__Stated goal__
Copy every row below word for word, and leave the pictures out of your copy.

__Given data__
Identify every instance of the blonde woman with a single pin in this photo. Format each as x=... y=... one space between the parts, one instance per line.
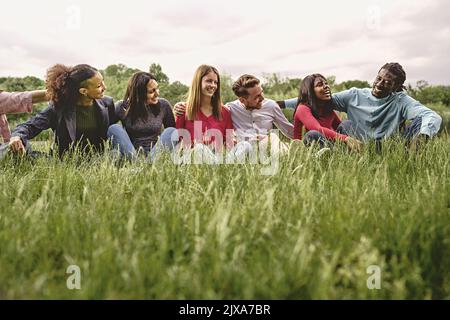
x=206 y=122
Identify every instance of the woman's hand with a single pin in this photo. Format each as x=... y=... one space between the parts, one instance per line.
x=179 y=108
x=353 y=144
x=17 y=146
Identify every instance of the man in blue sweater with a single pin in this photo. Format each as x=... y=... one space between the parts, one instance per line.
x=379 y=112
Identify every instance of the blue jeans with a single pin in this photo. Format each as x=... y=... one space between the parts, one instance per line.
x=121 y=142
x=315 y=136
x=348 y=128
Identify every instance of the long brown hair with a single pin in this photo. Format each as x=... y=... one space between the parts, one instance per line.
x=136 y=95
x=308 y=97
x=194 y=99
x=63 y=83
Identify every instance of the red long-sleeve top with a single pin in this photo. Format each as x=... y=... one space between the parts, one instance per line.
x=326 y=124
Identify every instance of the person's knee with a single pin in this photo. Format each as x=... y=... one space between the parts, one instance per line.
x=114 y=129
x=345 y=126
x=169 y=137
x=312 y=135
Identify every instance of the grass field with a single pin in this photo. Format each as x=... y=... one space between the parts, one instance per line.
x=164 y=231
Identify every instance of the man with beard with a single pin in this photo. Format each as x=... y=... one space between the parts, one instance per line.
x=379 y=112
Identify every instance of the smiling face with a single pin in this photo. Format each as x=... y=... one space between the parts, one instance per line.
x=322 y=89
x=254 y=99
x=385 y=83
x=152 y=92
x=209 y=84
x=94 y=87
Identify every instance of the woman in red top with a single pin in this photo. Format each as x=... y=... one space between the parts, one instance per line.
x=207 y=123
x=315 y=113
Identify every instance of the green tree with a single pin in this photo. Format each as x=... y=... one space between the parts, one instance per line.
x=156 y=70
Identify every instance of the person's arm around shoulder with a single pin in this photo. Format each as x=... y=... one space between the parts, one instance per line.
x=169 y=119
x=411 y=108
x=282 y=122
x=341 y=100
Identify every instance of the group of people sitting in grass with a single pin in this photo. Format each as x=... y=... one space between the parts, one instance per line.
x=82 y=117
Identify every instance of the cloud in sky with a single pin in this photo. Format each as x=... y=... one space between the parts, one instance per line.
x=349 y=39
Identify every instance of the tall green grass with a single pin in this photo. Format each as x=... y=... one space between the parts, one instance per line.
x=164 y=231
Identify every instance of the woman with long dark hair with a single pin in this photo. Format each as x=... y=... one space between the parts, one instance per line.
x=143 y=113
x=78 y=112
x=315 y=112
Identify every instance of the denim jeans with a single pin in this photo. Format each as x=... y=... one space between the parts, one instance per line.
x=315 y=136
x=122 y=142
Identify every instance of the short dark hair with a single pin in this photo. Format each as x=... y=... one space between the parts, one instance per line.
x=244 y=82
x=397 y=70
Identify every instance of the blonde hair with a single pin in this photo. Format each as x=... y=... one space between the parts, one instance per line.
x=194 y=98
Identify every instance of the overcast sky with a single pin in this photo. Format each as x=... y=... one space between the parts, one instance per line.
x=350 y=39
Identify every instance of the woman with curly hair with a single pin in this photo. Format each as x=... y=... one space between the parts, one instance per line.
x=143 y=113
x=315 y=113
x=78 y=112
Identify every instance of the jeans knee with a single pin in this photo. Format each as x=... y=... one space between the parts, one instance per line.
x=114 y=129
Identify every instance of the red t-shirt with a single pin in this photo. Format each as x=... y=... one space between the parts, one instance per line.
x=208 y=123
x=326 y=124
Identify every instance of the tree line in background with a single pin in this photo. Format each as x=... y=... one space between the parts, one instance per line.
x=275 y=87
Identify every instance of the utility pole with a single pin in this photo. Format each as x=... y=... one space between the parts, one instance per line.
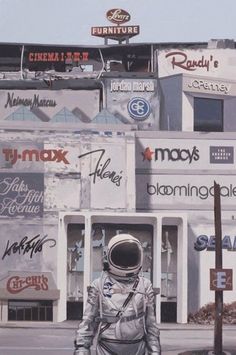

__Correct output__
Identify every instance of the blonde woman with a single pin in this photo. Format each as x=... y=... one space between the parts, one instance per line.
x=206 y=122
Identify every instance of the woman's hand with a single pin in this photo. Format each as x=... y=... one space between the parts, one instance per line.
x=179 y=108
x=353 y=144
x=17 y=146
Identify every instance of the man in blue sweater with a single pin in this photo. Format each as x=... y=... one space between the parts, one instance per line.
x=379 y=112
Identify every instance of the blue jeans with a single pin in this photo. Format each as x=... y=... one space between the parts, one instance per line.
x=121 y=142
x=315 y=136
x=348 y=128
Identify every instance of the long brown hair with a single pin in this photo. Format each as x=... y=... one space between the parts, one instance per line.
x=136 y=95
x=308 y=97
x=194 y=99
x=63 y=83
Identify every instance of the red long-sleeve top with a single pin in this photo. Format each as x=... y=... one space between the parts, one instance per line.
x=326 y=124
Identify every instance of the person's knee with a single pin in this photo. Format each as x=... y=... one space between the parts, one instance per line.
x=114 y=129
x=345 y=126
x=169 y=137
x=312 y=135
Identify every instance of the grass field with a single pin in this photo. Format each as x=... y=... one space between the parts, one instance per line.
x=164 y=231
Identify every instance of the man with beard with a single pin in this photo. Format each as x=... y=... one space between the parts, one instance per line.
x=379 y=112
Identify every instance of the smiling face with a single pin in this photo. Format each as x=... y=... one space between the parts, one instance per line.
x=322 y=89
x=254 y=99
x=385 y=83
x=152 y=92
x=209 y=84
x=94 y=87
Identify every instance of the woman in red top with a single pin in this photo. Format each as x=... y=... one space between the parts, one instance per line.
x=207 y=123
x=315 y=113
Identify every instance of the green tree with a single pin in this photo. Format each as x=... y=... one space between the parts, one instance per line.
x=156 y=70
Identify every instance of the person's arm around shoulder with a single pin in this photo. Format each as x=... y=... one space between the parts, one instance per line.
x=169 y=119
x=411 y=108
x=282 y=122
x=341 y=100
Identify every instance of the group of people sitting in grass with a single pin in this photo. Format each as x=... y=... one space between the parts, one instance per line.
x=82 y=117
Identify every instance of the cloud in sky with a single pin in this photo. Format each as x=... y=... one space between the parts, one instance per line.
x=349 y=39
Identify every instance of the tall green grass with a single pin in this photo. Format each as x=... y=... one space between the parts, one instance per line.
x=164 y=231
Identify every instance of the woman with long dark hair with a single pin in this photo. Format each as x=... y=... one space between the parts, one instance per line.
x=143 y=113
x=78 y=112
x=315 y=112
Identify every instance of the denim jeans with a single pin in this photo. Format each as x=... y=... one space between the parts, one instance per line.
x=315 y=136
x=122 y=142
Identify every instance of the short dark hair with a single pin in this photo. Format each as x=... y=... one space between the parts, one instance per line.
x=244 y=82
x=397 y=70
Identify every instance of the blonde hair with a single pin in this photo. Format each as x=... y=... one space between the parts, one instance per line.
x=194 y=98
Identify every instance of the overcast sky with a single pin in this photo. Format each as x=... y=... one space between the parts, one instance per line.
x=350 y=39
Identify every instance of the woman with curly hair with a single pin in this photo. Format each as x=... y=... one space between the parts, one instance per line.
x=143 y=113
x=315 y=113
x=78 y=112
Identify every instance of the jeans knee with a single pin in this photo. Format each as x=... y=... one space between the parts, one instance per line.
x=114 y=129
Identify every instance of the red t-shirt with a single pin in this photo. Format each as x=... y=... one space between the parts, one instance per line.
x=208 y=123
x=326 y=124
Identify every instance of the tree line in background with a single pin in this photo. Format each as x=... y=... one space between the parts, one instance per line.
x=275 y=87
Identify every instance of the utility pole with a single pin in this photo. Format each as x=... y=... one space between the parts, one instance per line.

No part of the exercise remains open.